▸ **Exercise**
Reproduce every one of the records below word for word, keeping each line in its original order.
•••
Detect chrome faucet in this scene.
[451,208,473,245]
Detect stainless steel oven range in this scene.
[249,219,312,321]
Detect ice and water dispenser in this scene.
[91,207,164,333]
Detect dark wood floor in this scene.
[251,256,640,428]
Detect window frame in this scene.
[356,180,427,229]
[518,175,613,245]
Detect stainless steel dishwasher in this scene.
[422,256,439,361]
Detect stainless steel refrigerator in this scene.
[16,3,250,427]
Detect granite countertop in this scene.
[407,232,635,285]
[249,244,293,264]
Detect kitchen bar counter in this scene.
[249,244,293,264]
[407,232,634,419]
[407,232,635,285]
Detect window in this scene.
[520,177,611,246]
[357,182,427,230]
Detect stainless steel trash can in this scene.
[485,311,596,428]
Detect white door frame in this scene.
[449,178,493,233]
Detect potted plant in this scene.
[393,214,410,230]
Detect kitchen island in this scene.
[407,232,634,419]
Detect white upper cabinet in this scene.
•••
▸ **Output below**
Detect chrome faucet in this scene.
[451,208,473,245]
Detect stainless steel oven range in this scene.
[249,219,312,321]
Detect ice and water dispenser in this scene.
[91,207,164,333]
Detect dark wood floor in this scene.
[251,256,640,428]
Detect window frame in this scene.
[356,180,427,229]
[518,175,613,245]
Detect stainless steel dishwasher in this scene.
[422,256,439,361]
Detect stainless steel refrigerator in this scene.
[16,3,250,427]
Detect granite countertop in this scene.
[407,232,635,285]
[249,244,293,264]
Detect kitchen bar counter in this scene.
[249,244,293,264]
[407,232,634,419]
[407,232,635,285]
Detect window in this scene.
[520,177,611,246]
[357,182,427,230]
Detect stainless steel trash can in this scene.
[485,311,596,428]
Detect white door frame in this scene.
[449,178,493,233]
Detect potted plant in this scene.
[393,214,410,230]
Detect kitchen island in this scene.
[407,232,634,419]
Detect white upper cabinet in this scene.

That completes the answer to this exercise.